Ihre Aufgabe: Stimmen diese Aussagen mit dem Textauszug zur Pflichtteilsstrafklausel überein: (a) Allein aus der Pflichtteilsstrafklausel lässt sich eine Lücke im Erbnachweis ableiten. (b) Bei Geltendmachung des Pflichtteils sollte der überlebende Ehegatte neu testieren dürfen. (c) Schon das Verlangen nach dem Pflichtteil allein führte zum Verlust der Schlusserbenstellung? Antworten Sie jeweils mit Ja oder Nein und zitieren Sie die entscheidenden Worte des Textauszugs genau.

=== Textauszug ===

Zwar enthält auch das gemeinschaftliche Testament zunächst eine Pflichtteilsstrafklausel, wie sie
üblicherweise verwendet wird (vgl. OLG Frankfurt/Main, a.a.O.). Allein aus dieser Klausel eine
Lücke im Erbnachweis zu erblicken, die nur durch Vorlage eines Erbscheins – oder
Europäischen Nachlasszeugnisses, vgl. § 35 GBO – zu schließen möglich wäre, greift aber zu
kurz. Ein solches Verständnis lässt die weiteren in diesem Zusammenhang getroffenen
Regelungen der Erblasser außer Betracht, deren Auslegung dazu führt, dass der von dem
Grundbuchamt zu Recht erforderte Nachweis der Erbfolge in Form des gemeinschaftlichen
Testaments bereits erbracht worden ist.

Bei Geltendmachung des Pflichtteils sollte der überlebende Ehegatte berechtigt sein, neu zu
testieren. Sah er davon ab, sollte es bei der Erbeinsetzung aus dem gemeinschaftlichen
Testament verbleiben. Damit führte das Verlangen nach dem Pflichtteil allein nicht zum Verlust
der Schlusserbenstellung, vgl. § 2075 BGB. Zusätzlich bedurfte es dazu eines neuen Testaments
des überlebenden Ehegatten.

=== Einträge ===

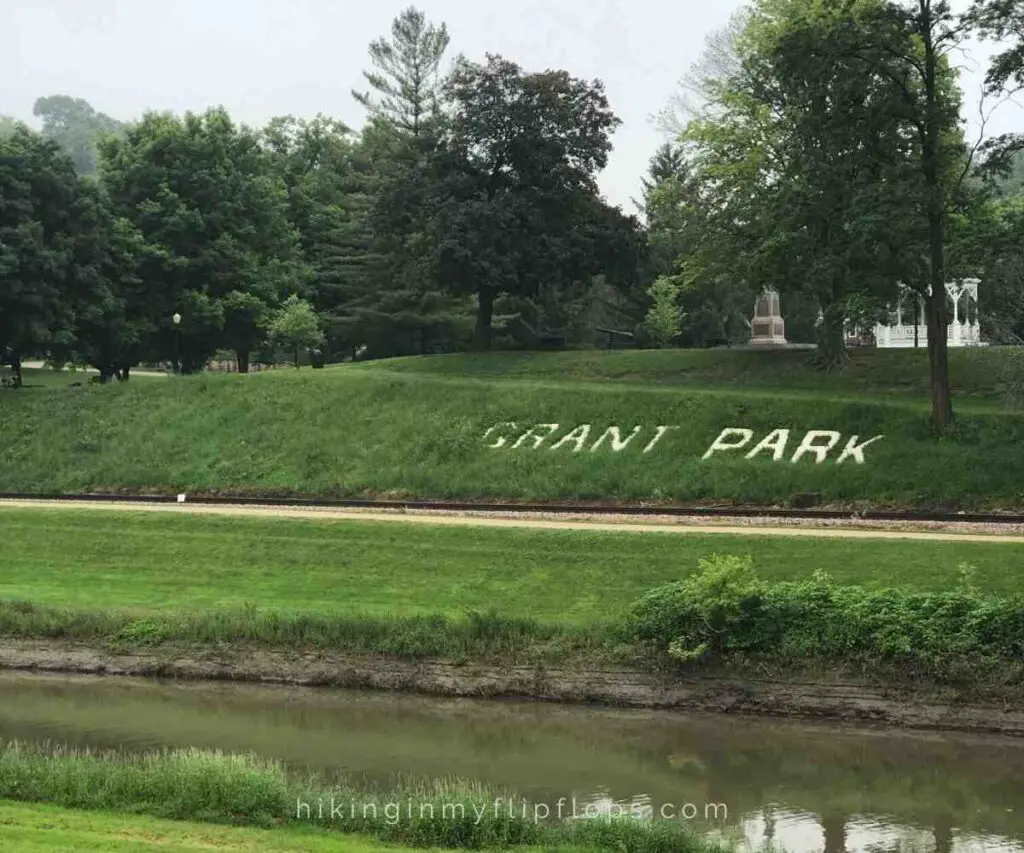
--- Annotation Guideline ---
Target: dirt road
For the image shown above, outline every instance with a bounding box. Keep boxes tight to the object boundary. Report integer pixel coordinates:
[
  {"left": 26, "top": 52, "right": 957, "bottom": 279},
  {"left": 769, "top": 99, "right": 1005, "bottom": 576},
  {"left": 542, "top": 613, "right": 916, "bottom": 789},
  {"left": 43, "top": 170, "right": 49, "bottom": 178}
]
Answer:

===
=== Einträge ===

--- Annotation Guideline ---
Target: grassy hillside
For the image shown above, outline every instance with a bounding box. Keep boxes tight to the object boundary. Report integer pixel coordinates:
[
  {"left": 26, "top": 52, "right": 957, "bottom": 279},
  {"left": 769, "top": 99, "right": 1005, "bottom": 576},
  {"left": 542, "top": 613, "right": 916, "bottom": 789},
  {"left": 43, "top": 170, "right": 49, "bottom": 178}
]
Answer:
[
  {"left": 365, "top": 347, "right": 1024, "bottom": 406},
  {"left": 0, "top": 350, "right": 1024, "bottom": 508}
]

===
=== Einträge ===

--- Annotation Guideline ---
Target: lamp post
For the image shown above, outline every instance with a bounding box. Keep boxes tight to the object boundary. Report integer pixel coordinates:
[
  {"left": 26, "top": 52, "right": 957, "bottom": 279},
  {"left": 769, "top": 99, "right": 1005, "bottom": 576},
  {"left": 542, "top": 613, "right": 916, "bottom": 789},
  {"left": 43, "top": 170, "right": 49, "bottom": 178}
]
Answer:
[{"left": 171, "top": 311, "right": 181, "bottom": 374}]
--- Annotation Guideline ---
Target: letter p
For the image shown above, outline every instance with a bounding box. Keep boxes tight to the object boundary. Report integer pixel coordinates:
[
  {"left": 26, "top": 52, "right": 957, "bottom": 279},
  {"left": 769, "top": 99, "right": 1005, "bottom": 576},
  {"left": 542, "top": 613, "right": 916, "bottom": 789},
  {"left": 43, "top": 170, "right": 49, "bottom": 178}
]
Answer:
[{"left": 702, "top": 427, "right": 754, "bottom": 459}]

===

Musterlösung:
(a) Nein: „Allein aus dieser Klausel eine Lücke im Erbnachweis zu erblicken, die nur durch Vorlage eines Erbscheins – oder Europäischen Nachlasszeugnisses, vgl. § 35 GBO – zu schließen möglich wäre, greift aber zu kurz.“
(b) Ja: „Bei Geltendmachung des Pflichtteils sollte der überlebende Ehegatte berechtigt sein, neu zu testieren.“
(c) Nein: „Damit führte das Verlangen nach dem Pflichtteil allein nicht zum Verlust der Schlusserbenstellung“